TEXTO PARA LEITURA:
O carnaval de 2018 já entrou para a galeria dos mais politizados da história. Na esteira da condenação do ex-presidente Lula a mais de 12 anos de cadeia, e diante dos altos índices de impopularidade de Michel Temer, o que não falta na folia são manifestações contra a classe política, como um todo, e de figuras do Judiciário, como o ministro Gilmar Mendes, do Supremo Tribunal Federal (STF). Com a tradicional irreverência do brasileiro, os protestos ganharam ruas, bailes e avenidas do samba, principalmente a Marquês de Sapucaí, no Rio de Janeiro.

TAREFAS:
1. Responda com base no texto sobre o carnaval de 2018:
(a) A quanto tempo de cadeia o ex-presidente Lula foi condenado?
(b) Qual ministro do Supremo Tribunal Federal é citado?
(c) Em que avenida do samba os protestos se destacaram principalmente?
2. Liste todas as pessoas mencionadas pelo nome no texto sobre o carnaval de 2018.
3. Transcreva do texto sobre o carnaval de 2018 o trecho que começa em "O carnaval de" e segue até "Rio de Janeiro.".

TRECHOS DOS REGISTROS:
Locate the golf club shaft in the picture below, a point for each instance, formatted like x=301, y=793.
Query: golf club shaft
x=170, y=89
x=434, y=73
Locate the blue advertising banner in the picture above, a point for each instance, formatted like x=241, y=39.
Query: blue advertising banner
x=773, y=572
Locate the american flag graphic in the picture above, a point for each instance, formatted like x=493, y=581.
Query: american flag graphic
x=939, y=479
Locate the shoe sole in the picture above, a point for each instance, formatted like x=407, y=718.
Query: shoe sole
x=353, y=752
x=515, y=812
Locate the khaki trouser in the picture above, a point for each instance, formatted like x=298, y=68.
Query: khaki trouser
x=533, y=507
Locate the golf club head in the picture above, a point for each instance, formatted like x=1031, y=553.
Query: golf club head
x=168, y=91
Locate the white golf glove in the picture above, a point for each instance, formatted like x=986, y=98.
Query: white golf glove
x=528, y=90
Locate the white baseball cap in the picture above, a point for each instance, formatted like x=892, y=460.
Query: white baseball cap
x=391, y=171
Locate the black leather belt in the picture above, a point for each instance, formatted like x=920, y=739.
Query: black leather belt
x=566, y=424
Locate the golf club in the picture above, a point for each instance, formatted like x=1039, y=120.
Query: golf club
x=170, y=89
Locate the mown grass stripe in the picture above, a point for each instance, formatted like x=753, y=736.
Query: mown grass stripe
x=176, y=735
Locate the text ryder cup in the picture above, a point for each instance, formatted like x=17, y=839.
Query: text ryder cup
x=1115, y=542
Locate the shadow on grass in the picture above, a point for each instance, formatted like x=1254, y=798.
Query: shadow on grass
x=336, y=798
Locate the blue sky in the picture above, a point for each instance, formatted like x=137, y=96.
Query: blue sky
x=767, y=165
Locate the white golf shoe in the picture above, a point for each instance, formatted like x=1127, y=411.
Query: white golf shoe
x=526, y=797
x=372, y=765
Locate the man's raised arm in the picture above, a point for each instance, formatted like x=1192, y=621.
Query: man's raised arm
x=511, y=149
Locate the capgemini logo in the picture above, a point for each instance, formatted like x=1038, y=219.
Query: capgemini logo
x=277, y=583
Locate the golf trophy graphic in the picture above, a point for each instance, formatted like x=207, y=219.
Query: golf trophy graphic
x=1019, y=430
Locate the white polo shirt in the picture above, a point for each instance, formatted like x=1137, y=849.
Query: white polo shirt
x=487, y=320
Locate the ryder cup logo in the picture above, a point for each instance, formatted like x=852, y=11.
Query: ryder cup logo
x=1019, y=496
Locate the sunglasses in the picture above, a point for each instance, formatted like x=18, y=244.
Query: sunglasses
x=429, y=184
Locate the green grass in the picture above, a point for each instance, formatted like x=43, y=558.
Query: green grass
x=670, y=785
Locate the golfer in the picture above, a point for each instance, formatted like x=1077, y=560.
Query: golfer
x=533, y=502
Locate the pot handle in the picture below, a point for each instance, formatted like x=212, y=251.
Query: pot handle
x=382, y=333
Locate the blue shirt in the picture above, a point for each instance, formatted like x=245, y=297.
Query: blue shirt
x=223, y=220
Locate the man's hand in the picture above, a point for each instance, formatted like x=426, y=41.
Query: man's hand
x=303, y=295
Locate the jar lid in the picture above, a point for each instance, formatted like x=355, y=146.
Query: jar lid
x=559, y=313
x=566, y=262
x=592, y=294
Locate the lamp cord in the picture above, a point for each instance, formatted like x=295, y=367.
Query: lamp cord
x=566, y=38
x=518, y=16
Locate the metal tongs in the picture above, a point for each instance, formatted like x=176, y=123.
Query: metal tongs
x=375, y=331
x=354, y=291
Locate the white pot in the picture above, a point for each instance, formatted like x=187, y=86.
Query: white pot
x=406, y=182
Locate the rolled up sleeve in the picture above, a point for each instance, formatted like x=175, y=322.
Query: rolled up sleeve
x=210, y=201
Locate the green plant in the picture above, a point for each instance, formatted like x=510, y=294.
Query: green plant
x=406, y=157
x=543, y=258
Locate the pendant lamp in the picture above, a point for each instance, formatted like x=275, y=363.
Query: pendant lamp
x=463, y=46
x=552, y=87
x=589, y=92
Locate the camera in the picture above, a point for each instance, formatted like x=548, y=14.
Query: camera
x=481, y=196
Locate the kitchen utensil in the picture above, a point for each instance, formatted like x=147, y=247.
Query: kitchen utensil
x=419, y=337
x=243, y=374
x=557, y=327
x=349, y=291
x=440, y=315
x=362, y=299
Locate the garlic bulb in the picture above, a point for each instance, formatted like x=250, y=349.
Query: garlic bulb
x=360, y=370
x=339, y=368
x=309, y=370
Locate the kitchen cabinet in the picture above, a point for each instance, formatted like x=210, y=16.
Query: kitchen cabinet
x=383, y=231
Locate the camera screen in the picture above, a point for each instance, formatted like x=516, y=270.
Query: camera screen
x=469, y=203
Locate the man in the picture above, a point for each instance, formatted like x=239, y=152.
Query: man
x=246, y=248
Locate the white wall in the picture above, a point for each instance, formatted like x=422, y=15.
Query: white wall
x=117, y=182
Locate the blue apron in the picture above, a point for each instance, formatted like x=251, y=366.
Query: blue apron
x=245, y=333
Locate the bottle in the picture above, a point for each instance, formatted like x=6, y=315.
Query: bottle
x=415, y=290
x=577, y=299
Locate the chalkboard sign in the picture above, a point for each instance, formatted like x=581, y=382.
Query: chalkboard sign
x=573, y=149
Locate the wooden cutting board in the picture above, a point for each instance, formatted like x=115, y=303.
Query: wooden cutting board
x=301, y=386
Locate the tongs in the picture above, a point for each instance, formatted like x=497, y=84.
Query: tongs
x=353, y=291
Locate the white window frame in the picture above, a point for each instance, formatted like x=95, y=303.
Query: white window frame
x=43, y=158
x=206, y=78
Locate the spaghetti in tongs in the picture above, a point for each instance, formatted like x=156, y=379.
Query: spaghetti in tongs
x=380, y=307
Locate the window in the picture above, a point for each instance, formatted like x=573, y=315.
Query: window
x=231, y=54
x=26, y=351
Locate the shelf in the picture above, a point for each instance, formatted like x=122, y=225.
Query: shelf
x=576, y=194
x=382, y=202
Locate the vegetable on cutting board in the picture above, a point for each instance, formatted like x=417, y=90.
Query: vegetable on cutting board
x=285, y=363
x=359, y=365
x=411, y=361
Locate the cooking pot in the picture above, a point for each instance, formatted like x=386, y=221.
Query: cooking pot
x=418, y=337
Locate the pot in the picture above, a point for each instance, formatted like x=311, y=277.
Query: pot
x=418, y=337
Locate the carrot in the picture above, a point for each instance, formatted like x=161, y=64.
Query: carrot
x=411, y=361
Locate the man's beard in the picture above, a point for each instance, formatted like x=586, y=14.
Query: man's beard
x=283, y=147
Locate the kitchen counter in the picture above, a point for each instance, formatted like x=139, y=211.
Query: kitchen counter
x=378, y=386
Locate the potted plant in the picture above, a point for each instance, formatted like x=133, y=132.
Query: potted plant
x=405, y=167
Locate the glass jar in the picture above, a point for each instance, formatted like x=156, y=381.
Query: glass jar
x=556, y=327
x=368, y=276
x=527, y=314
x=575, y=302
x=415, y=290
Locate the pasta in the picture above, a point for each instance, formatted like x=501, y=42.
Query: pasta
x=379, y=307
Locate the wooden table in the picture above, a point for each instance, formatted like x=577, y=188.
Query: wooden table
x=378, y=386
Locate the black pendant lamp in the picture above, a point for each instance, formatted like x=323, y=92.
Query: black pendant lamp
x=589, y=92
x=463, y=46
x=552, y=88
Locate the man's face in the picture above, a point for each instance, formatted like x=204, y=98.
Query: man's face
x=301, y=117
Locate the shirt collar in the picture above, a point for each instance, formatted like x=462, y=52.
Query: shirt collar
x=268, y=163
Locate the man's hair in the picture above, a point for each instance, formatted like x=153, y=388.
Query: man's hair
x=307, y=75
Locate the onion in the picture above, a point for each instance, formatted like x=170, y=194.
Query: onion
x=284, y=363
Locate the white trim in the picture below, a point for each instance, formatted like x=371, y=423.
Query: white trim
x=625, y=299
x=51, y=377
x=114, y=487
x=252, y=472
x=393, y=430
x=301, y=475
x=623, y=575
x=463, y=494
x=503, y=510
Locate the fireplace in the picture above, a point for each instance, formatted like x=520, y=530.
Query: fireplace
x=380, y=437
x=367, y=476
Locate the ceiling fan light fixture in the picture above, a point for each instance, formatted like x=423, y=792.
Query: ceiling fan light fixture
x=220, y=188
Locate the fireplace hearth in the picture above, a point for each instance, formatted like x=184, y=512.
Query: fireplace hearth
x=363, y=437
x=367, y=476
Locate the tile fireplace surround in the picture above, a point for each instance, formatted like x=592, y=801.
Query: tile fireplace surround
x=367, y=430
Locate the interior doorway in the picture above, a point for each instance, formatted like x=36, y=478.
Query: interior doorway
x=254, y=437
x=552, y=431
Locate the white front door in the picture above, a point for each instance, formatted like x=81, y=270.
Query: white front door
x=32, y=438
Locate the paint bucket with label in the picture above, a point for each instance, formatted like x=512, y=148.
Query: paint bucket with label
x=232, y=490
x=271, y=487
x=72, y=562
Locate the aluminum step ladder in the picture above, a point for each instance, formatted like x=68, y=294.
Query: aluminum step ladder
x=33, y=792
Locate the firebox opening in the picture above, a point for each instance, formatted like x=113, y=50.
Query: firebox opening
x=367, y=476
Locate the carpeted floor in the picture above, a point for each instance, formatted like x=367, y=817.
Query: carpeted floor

GABARITO:
1.
(a) A mais de 12 anos de cadeia.
(b) Gilmar Mendes.
(c) Na Marquês de Sapucaí, no Rio de Janeiro.

2.
Lula
Michel Temer
Gilmar Mendes

3.
O carnaval de 2018 já entrou para a galeria dos mais politizados da história. Na esteira da condenação do ex-presidente Lula a mais de 12 anos de cadeia, e diante dos altos índices de impopularidade de Michel Temer, o que não falta na folia são manifestações contra a classe política, como um todo, e de figuras do Judiciário, como o ministro Gilmar Mendes, do Supremo Tribunal Federal (STF). Com a tradicional irreverência do brasileiro, os protestos ganharam ruas, bailes e avenidas do samba, principalmente a Marquês de Sapucaí, no Rio de Janeiro.